- **Objectif de l'exercice**
Recopiez fidèlement un passage du bloc de texte : commencez aux mots qui contiennent « Dick Herisson, tome » et arrêtez-vous après « de bande dessinée. ».

- **Bloc de texte**
Dick Herisson, tome 10 : La Brouette des morts

Votre chantilly morale, vous pouvez vous la garder.

Ce tome fait suite à Les Aventures de Dick Hérisson, tome 9 : Le 7ème cri (2000) qu'il n'est pas nécessaire d''avoir lu avant. La première édition date de 2002. Il a été réédité dans Dick Hérisson - édition intégrale volume 2 qui regroupe les tomes 6 à 10 (sans le 11). Il a été réalisé par Didier Savard (1950-2016), pour le scénario, dessins et encrage. Il compte 48 planches de bande dessinée.

- **Extraits de données**
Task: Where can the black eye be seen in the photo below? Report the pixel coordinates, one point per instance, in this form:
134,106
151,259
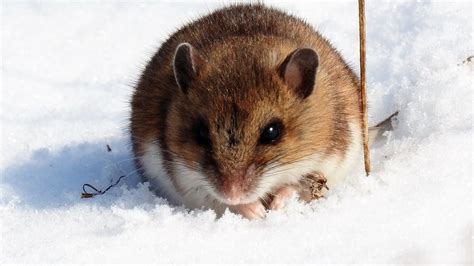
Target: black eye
201,131
271,133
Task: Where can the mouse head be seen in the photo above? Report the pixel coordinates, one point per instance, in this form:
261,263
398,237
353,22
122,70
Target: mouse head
238,125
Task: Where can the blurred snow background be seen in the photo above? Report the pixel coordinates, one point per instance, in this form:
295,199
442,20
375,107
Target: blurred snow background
67,75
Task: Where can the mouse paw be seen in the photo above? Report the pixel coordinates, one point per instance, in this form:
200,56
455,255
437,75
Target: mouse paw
280,197
251,211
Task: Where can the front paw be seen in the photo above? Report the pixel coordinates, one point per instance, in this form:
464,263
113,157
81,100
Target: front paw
281,196
251,211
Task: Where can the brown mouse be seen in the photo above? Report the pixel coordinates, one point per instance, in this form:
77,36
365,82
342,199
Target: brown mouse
238,106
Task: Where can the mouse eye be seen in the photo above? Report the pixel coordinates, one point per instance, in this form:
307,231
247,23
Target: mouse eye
271,133
202,135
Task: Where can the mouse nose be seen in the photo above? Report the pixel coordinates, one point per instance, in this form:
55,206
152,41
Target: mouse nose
235,184
233,195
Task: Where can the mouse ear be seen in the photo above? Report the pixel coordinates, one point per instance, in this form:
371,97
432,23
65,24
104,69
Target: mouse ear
185,65
299,71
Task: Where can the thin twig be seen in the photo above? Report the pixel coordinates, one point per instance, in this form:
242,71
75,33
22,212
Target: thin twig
363,93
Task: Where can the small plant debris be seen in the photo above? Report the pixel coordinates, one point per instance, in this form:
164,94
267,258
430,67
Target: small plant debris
316,182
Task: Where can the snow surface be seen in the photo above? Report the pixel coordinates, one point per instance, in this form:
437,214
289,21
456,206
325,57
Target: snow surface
67,75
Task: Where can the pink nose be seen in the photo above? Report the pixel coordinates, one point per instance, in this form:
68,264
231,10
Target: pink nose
233,194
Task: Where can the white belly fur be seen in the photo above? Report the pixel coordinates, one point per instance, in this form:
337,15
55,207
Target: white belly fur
196,195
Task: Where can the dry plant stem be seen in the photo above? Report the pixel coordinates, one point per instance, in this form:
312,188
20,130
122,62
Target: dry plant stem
363,94
316,183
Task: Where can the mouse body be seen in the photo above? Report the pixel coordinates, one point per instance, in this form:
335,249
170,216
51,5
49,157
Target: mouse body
238,106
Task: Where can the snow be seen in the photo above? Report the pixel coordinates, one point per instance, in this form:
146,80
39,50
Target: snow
67,75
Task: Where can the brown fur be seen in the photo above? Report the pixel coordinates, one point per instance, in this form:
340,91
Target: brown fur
238,91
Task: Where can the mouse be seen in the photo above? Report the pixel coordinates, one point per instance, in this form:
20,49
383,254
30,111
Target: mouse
238,106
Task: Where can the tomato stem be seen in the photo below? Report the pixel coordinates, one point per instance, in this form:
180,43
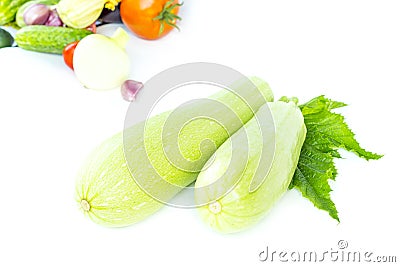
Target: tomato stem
167,17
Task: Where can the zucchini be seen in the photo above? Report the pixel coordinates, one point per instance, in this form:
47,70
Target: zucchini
242,207
106,190
8,9
48,39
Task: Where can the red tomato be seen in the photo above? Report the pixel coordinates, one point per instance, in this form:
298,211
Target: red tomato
150,19
68,54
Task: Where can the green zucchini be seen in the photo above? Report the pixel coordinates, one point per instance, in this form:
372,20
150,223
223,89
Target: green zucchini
8,9
48,39
241,207
106,190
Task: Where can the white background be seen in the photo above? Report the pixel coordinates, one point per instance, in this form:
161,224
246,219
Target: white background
346,49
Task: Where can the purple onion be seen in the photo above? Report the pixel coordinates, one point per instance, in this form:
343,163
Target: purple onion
36,14
54,19
129,89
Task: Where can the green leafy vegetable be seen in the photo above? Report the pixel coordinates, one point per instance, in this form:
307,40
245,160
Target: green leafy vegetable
326,133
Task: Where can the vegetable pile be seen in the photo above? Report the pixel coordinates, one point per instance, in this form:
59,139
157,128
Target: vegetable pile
299,143
63,27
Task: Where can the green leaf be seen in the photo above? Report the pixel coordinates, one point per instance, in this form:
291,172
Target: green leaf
326,133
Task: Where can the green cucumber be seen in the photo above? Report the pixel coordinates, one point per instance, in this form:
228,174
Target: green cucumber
6,39
241,207
19,18
48,39
106,190
8,9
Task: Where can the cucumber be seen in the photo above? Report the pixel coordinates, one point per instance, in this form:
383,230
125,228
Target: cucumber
6,39
19,18
8,9
48,39
241,207
106,190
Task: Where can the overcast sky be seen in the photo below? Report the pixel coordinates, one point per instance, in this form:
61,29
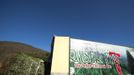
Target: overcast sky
35,22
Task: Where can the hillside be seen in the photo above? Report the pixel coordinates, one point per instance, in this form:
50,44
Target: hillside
9,51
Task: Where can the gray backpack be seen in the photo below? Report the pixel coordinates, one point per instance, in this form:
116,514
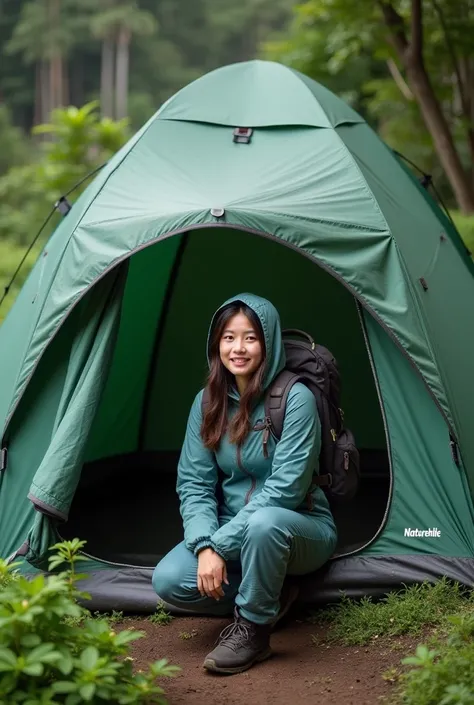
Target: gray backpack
314,366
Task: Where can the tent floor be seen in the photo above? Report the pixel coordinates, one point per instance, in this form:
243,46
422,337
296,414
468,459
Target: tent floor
127,510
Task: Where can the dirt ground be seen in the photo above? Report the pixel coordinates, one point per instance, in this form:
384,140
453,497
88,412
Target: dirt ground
299,672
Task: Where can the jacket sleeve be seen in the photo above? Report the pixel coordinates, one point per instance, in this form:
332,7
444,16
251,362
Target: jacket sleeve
196,485
294,462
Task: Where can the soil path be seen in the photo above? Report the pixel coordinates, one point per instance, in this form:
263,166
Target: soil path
300,671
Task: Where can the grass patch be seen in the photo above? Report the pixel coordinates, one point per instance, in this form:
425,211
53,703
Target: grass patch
408,611
441,673
160,616
185,636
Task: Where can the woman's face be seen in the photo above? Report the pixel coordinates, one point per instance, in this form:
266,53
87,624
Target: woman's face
239,347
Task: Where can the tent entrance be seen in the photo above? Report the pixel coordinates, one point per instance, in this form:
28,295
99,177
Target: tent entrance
126,506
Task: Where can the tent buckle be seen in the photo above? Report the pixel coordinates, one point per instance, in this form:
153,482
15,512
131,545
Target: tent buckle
243,135
454,451
63,205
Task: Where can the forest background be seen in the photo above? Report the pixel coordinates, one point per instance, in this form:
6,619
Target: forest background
78,77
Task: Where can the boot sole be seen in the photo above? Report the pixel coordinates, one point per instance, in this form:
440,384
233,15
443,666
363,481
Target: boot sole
210,664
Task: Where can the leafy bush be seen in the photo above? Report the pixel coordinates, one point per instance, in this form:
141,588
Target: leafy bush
444,673
405,612
52,651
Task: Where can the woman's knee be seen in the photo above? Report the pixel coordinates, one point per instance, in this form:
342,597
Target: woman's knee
172,579
167,581
264,522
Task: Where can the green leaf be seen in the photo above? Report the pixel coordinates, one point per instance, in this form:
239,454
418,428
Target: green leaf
30,640
65,664
64,687
44,652
33,669
87,691
89,658
8,656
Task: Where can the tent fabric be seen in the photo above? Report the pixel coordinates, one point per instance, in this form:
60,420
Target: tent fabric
306,102
318,214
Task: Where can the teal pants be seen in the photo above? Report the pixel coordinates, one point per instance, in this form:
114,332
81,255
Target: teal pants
277,542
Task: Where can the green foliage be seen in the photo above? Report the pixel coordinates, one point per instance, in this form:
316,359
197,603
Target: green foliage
160,616
442,674
406,612
465,225
13,144
80,140
52,651
348,47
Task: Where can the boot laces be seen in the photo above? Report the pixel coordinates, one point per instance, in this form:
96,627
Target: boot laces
235,635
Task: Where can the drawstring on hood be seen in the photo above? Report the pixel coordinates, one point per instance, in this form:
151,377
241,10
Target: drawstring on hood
270,322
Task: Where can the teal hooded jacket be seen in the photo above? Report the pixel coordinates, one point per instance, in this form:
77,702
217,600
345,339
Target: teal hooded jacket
249,480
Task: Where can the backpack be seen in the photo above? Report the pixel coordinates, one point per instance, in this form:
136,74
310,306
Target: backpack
314,366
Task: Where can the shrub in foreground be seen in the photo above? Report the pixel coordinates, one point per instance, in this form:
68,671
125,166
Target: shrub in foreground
52,652
408,611
442,674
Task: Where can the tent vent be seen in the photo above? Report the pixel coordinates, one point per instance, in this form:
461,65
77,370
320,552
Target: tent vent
63,205
3,459
423,283
243,135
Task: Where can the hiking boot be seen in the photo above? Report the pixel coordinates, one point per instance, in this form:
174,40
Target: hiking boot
288,596
240,645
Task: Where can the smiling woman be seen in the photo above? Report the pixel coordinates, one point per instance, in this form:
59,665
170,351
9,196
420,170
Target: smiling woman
242,345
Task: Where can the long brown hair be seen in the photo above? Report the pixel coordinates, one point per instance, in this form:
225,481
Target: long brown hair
220,381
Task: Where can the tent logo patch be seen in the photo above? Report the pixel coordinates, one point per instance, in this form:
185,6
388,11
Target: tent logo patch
423,533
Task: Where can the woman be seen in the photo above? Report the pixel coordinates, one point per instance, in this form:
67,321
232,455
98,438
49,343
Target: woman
248,519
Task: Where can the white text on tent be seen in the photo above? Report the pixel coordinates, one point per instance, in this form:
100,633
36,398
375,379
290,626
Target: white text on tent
434,533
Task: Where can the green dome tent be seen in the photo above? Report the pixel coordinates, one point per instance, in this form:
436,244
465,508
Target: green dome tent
104,349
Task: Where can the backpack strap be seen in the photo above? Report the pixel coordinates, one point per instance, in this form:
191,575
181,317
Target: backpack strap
275,401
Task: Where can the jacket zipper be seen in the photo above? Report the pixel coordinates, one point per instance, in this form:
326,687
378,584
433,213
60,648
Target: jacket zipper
241,467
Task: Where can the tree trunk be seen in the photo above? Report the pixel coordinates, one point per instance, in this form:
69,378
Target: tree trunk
45,91
442,137
107,71
38,109
121,75
411,55
56,62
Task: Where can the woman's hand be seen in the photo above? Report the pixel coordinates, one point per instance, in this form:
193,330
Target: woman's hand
212,572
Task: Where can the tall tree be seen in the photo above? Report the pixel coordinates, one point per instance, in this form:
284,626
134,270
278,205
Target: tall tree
44,35
115,24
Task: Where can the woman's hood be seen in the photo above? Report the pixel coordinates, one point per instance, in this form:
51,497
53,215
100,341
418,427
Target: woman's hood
270,320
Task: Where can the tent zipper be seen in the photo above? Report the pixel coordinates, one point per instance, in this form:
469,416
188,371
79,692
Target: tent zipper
387,438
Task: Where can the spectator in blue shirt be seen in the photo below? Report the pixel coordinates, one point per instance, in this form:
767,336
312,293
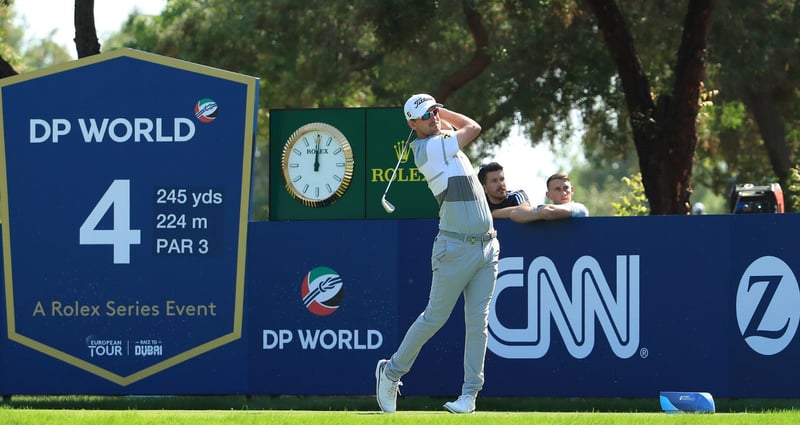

- **Résultat ci-dessous**
Dick Herisson, tome 10 : La Brouette des morts

Votre chantilly morale, vous pouvez vous la garder.

Ce tome fait suite à Les Aventures de Dick Hérisson, tome 9 : Le 7ème cri (2000) qu'il n'est pas nécessaire d''avoir lu avant. La première édition date de 2002. Il a été réédité dans Dick Hérisson - édition intégrale volume 2 qui regroupe les tomes 6 à 10 (sans le 11). Il a été réalisé par Didier Savard (1950-2016), pour le scénario, dessins et encrage. Il compte 48 planches de bande dessinée.